_What the task asks_: With any pictures left out, restate word for word the lines in the listing below from the one holding "Annotate the flag in" through the last.

*** Task data ***

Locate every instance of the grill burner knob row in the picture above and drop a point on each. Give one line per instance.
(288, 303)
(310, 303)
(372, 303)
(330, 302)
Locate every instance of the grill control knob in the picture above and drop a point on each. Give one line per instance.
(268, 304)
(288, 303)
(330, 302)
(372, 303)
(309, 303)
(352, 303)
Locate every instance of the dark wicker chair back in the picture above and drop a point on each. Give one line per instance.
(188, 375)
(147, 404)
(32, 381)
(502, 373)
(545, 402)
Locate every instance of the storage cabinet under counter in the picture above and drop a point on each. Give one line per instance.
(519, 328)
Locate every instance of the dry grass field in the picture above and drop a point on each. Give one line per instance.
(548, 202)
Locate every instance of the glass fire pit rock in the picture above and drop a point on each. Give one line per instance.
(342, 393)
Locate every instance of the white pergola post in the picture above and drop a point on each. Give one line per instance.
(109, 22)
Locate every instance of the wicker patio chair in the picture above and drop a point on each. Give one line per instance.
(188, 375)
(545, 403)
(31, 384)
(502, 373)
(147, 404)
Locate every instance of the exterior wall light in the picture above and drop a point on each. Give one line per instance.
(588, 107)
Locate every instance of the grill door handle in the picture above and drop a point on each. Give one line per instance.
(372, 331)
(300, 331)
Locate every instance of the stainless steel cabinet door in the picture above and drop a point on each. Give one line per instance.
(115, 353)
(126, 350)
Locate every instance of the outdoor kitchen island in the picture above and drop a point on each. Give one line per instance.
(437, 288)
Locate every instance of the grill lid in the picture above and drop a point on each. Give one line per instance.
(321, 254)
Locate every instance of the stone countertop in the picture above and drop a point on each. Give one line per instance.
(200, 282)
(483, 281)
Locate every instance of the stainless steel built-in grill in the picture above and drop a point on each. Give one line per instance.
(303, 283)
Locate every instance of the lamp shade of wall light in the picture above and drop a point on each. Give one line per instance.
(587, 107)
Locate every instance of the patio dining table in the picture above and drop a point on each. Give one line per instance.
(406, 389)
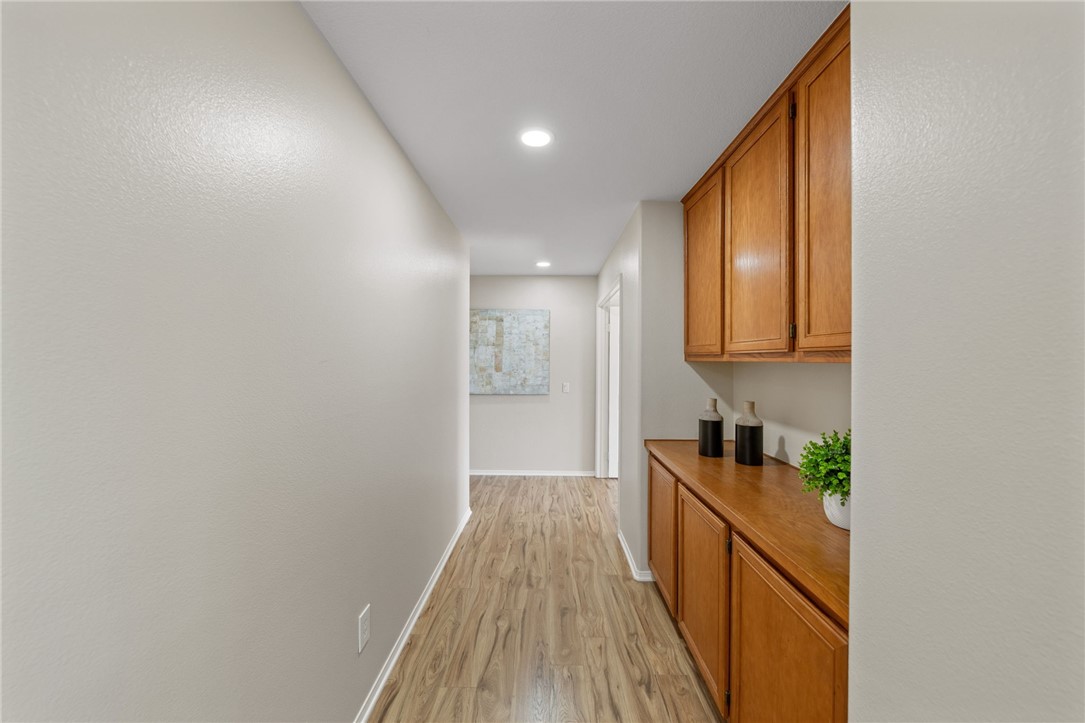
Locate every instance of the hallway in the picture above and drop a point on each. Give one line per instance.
(536, 618)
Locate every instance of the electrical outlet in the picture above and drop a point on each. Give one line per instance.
(364, 629)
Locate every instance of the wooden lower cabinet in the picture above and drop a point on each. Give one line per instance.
(726, 542)
(789, 661)
(663, 531)
(702, 590)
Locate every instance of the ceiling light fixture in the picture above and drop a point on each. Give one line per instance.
(536, 137)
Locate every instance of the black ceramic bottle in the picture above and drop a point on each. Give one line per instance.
(711, 438)
(749, 438)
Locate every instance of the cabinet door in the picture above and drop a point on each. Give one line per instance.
(757, 238)
(702, 590)
(824, 199)
(662, 531)
(789, 661)
(704, 270)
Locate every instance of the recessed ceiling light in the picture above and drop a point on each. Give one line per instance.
(536, 137)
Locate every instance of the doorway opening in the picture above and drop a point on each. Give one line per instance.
(608, 378)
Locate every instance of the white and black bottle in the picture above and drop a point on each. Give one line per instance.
(749, 436)
(711, 431)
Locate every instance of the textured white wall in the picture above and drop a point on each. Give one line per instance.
(234, 393)
(674, 394)
(661, 395)
(624, 262)
(796, 402)
(552, 432)
(968, 546)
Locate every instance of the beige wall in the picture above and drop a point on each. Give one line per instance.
(661, 395)
(796, 402)
(968, 548)
(234, 391)
(552, 432)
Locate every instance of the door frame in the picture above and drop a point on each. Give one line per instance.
(612, 297)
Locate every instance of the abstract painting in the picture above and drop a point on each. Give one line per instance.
(510, 351)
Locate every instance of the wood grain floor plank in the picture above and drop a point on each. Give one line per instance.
(536, 618)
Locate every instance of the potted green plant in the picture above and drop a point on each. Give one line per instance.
(826, 467)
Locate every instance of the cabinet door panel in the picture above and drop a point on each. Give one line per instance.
(704, 270)
(757, 238)
(789, 661)
(824, 199)
(662, 531)
(703, 588)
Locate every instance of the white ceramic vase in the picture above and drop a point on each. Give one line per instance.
(839, 514)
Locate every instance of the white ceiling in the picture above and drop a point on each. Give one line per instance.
(641, 98)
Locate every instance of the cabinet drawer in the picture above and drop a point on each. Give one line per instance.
(702, 590)
(789, 661)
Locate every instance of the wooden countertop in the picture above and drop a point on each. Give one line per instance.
(767, 507)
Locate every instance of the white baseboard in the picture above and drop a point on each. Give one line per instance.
(382, 677)
(532, 472)
(640, 575)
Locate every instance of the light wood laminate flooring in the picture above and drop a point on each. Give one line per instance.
(537, 618)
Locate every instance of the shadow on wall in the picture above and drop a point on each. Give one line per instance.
(796, 402)
(719, 378)
(781, 449)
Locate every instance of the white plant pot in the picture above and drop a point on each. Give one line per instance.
(839, 514)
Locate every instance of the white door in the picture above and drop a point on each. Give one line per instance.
(613, 355)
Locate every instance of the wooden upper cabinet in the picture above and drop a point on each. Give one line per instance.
(702, 590)
(663, 531)
(704, 270)
(757, 306)
(824, 198)
(789, 661)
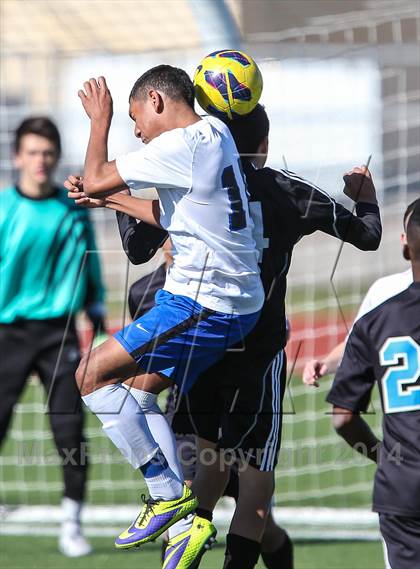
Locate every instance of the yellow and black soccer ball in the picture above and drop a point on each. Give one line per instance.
(228, 84)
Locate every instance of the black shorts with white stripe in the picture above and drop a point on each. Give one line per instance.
(237, 404)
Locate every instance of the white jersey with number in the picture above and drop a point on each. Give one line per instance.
(383, 289)
(204, 207)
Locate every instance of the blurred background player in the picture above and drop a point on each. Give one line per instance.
(381, 290)
(234, 395)
(384, 349)
(49, 271)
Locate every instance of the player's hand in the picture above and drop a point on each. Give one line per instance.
(314, 370)
(359, 185)
(97, 101)
(74, 185)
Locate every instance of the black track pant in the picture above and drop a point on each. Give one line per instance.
(37, 345)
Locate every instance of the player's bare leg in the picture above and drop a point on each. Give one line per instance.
(255, 493)
(123, 410)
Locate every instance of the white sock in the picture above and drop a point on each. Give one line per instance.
(181, 526)
(159, 427)
(123, 423)
(166, 482)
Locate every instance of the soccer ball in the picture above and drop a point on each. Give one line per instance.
(228, 84)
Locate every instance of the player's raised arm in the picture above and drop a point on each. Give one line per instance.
(100, 176)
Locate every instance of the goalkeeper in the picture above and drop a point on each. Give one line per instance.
(46, 277)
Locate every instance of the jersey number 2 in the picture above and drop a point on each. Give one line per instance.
(400, 384)
(237, 218)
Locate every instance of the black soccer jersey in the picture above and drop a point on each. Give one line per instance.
(384, 348)
(289, 208)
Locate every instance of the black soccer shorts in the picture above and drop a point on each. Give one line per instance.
(237, 404)
(402, 541)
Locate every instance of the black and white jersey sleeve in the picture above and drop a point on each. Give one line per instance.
(319, 211)
(140, 240)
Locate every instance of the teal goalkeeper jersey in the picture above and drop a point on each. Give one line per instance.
(49, 266)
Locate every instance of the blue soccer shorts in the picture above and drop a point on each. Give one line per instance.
(180, 339)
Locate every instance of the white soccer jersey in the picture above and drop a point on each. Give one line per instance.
(204, 207)
(383, 289)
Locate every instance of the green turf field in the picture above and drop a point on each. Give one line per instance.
(40, 553)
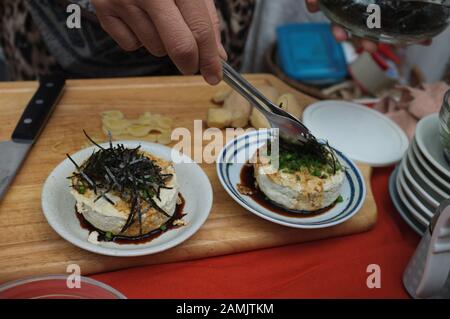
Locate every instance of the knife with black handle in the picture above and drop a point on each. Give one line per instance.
(30, 125)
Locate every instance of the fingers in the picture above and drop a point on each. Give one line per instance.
(216, 25)
(197, 17)
(140, 23)
(312, 5)
(175, 34)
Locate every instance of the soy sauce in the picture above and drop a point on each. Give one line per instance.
(145, 238)
(248, 181)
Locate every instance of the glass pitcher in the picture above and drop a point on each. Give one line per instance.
(390, 21)
(444, 128)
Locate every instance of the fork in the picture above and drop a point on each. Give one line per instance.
(290, 128)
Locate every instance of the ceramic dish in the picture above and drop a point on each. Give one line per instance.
(401, 208)
(364, 135)
(428, 170)
(427, 138)
(406, 201)
(422, 179)
(232, 158)
(58, 204)
(413, 197)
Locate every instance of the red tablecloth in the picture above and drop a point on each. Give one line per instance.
(332, 268)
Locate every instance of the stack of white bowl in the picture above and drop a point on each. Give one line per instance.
(422, 179)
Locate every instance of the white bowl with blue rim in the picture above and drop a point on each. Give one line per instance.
(236, 153)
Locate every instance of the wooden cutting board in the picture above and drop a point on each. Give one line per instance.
(28, 246)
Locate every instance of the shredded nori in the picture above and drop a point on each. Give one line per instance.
(128, 173)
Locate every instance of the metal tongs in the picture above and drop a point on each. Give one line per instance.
(291, 129)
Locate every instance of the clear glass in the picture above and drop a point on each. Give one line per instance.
(55, 287)
(444, 128)
(402, 22)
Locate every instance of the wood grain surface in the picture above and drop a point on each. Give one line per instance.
(29, 246)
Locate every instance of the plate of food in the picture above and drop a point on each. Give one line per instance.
(126, 198)
(311, 186)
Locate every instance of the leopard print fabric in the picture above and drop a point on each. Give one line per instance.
(27, 56)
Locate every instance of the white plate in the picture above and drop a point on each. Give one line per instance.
(363, 134)
(437, 193)
(59, 205)
(440, 182)
(417, 186)
(413, 193)
(411, 208)
(401, 208)
(232, 158)
(428, 142)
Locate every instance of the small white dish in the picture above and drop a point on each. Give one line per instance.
(365, 135)
(411, 192)
(427, 169)
(59, 205)
(401, 207)
(427, 138)
(417, 186)
(422, 179)
(236, 153)
(411, 208)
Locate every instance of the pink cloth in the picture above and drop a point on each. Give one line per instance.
(414, 104)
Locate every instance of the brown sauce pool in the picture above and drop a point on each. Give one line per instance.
(248, 182)
(145, 238)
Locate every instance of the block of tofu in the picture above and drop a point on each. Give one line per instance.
(296, 190)
(107, 217)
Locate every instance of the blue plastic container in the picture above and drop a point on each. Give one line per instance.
(309, 53)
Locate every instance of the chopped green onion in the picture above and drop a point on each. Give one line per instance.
(109, 236)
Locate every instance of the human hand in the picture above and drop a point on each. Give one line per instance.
(185, 30)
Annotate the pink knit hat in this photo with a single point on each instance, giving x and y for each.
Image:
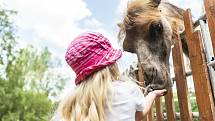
(90, 52)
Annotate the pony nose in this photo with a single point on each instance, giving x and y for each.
(156, 28)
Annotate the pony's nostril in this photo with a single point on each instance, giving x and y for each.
(156, 29)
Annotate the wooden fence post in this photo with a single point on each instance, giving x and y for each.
(170, 108)
(210, 13)
(140, 79)
(159, 112)
(180, 78)
(199, 69)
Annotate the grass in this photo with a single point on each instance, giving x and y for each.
(192, 100)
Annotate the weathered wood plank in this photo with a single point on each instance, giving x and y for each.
(140, 79)
(210, 13)
(170, 108)
(151, 115)
(199, 69)
(180, 78)
(159, 114)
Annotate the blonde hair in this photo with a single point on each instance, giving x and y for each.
(90, 98)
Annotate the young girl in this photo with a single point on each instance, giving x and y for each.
(101, 94)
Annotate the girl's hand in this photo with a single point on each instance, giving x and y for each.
(159, 93)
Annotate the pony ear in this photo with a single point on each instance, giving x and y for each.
(155, 3)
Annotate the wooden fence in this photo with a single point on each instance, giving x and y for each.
(200, 73)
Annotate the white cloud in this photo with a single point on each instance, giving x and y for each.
(52, 23)
(196, 6)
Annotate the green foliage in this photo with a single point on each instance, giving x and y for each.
(24, 81)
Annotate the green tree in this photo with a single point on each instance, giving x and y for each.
(24, 87)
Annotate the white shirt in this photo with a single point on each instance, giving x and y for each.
(127, 98)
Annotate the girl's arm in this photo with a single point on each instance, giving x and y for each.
(149, 99)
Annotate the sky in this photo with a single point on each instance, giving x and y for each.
(54, 23)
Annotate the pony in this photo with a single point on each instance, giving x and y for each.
(147, 29)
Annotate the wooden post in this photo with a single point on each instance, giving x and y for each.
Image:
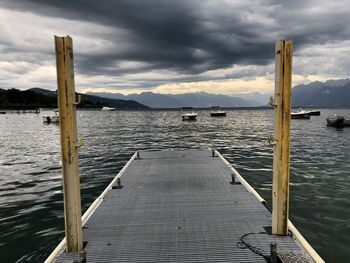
(282, 104)
(68, 125)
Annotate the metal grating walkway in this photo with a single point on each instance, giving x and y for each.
(179, 206)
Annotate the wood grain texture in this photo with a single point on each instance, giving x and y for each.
(280, 191)
(68, 126)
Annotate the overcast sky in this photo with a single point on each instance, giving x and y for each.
(173, 46)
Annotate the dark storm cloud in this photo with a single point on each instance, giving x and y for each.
(174, 35)
(190, 37)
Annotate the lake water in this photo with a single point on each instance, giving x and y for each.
(31, 208)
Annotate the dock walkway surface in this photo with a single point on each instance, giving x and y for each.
(180, 206)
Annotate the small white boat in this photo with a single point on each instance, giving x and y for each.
(216, 112)
(189, 116)
(105, 108)
(338, 121)
(55, 118)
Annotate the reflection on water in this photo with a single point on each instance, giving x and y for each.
(31, 209)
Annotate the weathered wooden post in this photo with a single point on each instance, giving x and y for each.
(282, 110)
(68, 125)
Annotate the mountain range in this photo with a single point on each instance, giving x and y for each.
(198, 100)
(332, 93)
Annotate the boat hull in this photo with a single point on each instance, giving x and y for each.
(338, 121)
(314, 113)
(218, 114)
(189, 117)
(304, 116)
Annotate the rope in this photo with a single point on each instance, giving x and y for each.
(242, 244)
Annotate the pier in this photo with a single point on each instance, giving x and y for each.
(181, 206)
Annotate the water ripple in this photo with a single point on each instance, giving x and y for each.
(31, 208)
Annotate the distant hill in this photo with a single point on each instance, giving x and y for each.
(198, 99)
(42, 98)
(333, 93)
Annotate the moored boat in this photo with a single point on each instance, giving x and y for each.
(300, 114)
(338, 121)
(105, 108)
(52, 118)
(216, 112)
(315, 113)
(189, 116)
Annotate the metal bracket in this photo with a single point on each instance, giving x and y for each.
(81, 143)
(272, 101)
(271, 140)
(79, 100)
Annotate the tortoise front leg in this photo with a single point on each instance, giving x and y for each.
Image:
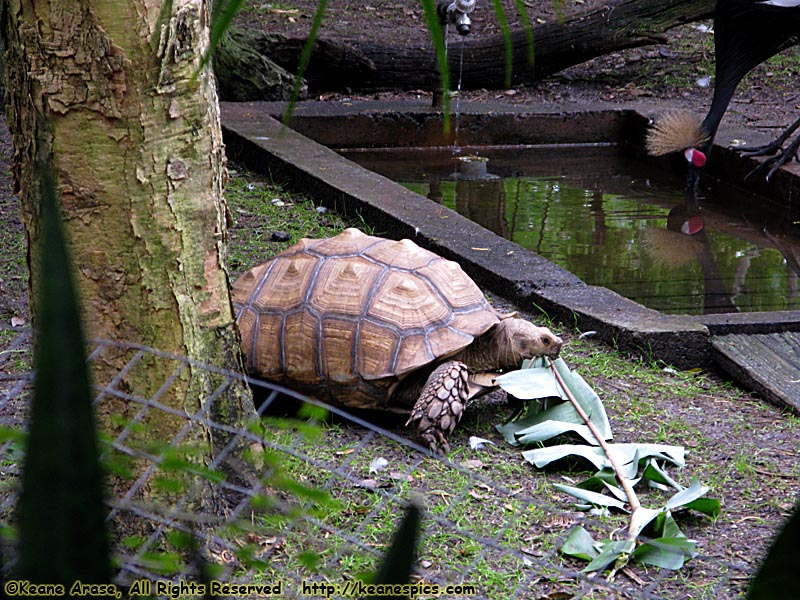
(441, 404)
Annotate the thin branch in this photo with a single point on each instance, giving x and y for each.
(633, 500)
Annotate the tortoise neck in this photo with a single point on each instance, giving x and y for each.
(490, 351)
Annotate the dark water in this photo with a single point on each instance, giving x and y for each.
(618, 223)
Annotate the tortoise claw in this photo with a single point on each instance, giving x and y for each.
(440, 405)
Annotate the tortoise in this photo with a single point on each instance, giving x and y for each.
(372, 323)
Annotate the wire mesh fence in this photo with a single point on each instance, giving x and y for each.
(314, 509)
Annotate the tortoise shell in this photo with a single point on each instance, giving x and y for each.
(345, 318)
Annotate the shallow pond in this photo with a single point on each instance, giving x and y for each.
(616, 222)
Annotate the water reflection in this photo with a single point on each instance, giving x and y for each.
(617, 223)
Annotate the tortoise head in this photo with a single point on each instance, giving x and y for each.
(526, 340)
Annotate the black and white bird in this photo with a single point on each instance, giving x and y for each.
(746, 33)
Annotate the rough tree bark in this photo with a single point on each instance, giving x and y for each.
(375, 66)
(110, 93)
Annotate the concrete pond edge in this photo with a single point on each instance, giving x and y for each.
(255, 138)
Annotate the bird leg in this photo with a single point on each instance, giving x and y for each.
(441, 404)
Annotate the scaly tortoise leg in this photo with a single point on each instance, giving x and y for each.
(441, 404)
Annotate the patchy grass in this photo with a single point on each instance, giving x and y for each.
(267, 219)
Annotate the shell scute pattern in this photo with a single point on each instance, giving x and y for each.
(345, 317)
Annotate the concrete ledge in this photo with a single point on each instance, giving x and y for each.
(264, 145)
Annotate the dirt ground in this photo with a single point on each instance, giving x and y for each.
(755, 446)
(671, 73)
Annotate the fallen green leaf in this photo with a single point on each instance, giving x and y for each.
(579, 543)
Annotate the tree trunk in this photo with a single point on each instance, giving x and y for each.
(556, 46)
(109, 92)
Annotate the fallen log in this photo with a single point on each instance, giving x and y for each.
(337, 66)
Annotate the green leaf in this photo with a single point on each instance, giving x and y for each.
(579, 543)
(690, 494)
(610, 551)
(591, 497)
(710, 507)
(536, 382)
(398, 562)
(628, 456)
(665, 552)
(531, 384)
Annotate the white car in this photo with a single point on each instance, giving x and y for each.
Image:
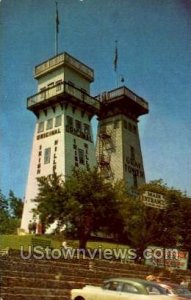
(122, 288)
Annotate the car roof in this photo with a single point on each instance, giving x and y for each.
(133, 280)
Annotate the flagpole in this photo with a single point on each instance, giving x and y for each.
(56, 30)
(116, 62)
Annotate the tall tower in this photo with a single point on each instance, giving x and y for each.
(63, 134)
(118, 144)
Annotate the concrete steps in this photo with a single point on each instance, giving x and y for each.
(53, 279)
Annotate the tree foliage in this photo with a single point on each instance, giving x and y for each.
(10, 213)
(170, 227)
(84, 201)
(87, 204)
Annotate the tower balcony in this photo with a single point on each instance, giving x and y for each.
(63, 93)
(122, 100)
(64, 59)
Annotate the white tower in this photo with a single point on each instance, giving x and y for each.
(63, 134)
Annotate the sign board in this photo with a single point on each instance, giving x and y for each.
(154, 200)
(166, 257)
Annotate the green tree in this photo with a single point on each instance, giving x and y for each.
(144, 225)
(15, 205)
(10, 213)
(84, 200)
(4, 215)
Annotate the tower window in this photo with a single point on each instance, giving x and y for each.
(116, 124)
(50, 85)
(130, 126)
(134, 129)
(81, 156)
(78, 125)
(70, 83)
(47, 153)
(125, 124)
(87, 129)
(69, 121)
(132, 152)
(40, 127)
(58, 85)
(43, 93)
(49, 124)
(58, 121)
(135, 180)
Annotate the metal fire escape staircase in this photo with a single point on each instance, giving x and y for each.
(106, 147)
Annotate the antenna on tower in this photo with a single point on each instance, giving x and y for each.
(115, 62)
(56, 30)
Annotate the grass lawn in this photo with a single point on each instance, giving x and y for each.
(16, 241)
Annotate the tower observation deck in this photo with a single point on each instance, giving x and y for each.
(118, 146)
(63, 90)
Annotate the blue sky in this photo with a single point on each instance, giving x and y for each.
(154, 45)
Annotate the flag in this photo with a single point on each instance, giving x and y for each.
(57, 19)
(115, 58)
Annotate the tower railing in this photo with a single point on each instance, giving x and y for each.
(63, 59)
(122, 91)
(60, 89)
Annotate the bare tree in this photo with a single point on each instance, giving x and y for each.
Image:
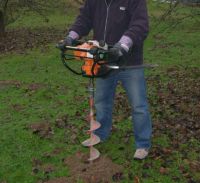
(11, 10)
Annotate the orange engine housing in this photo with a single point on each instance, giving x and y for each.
(88, 60)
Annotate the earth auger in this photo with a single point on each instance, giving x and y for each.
(96, 63)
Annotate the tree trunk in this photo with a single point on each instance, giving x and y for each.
(2, 24)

*** End of Task data ***

_Solution for this exercise_:
Annotate the flag in this photo with a single point on each instance, giving x and y for each.
(57, 19)
(115, 58)
Annotate the tower railing in this photo with a single point on each instance, giving x and y for each.
(63, 59)
(122, 91)
(60, 89)
Annotate the bare tree in this photo with a single point on each instance, giving x and y for each.
Image:
(11, 10)
Annotate the orange engine housing in this photo with a single point on each instance, giving x and y for each.
(88, 60)
Annotate the earth auger in this photo with a single point on each instance, giving x and y for each.
(96, 63)
Annotate the tree trunk in this photo with a single point on each instance, giving x and y for each.
(2, 24)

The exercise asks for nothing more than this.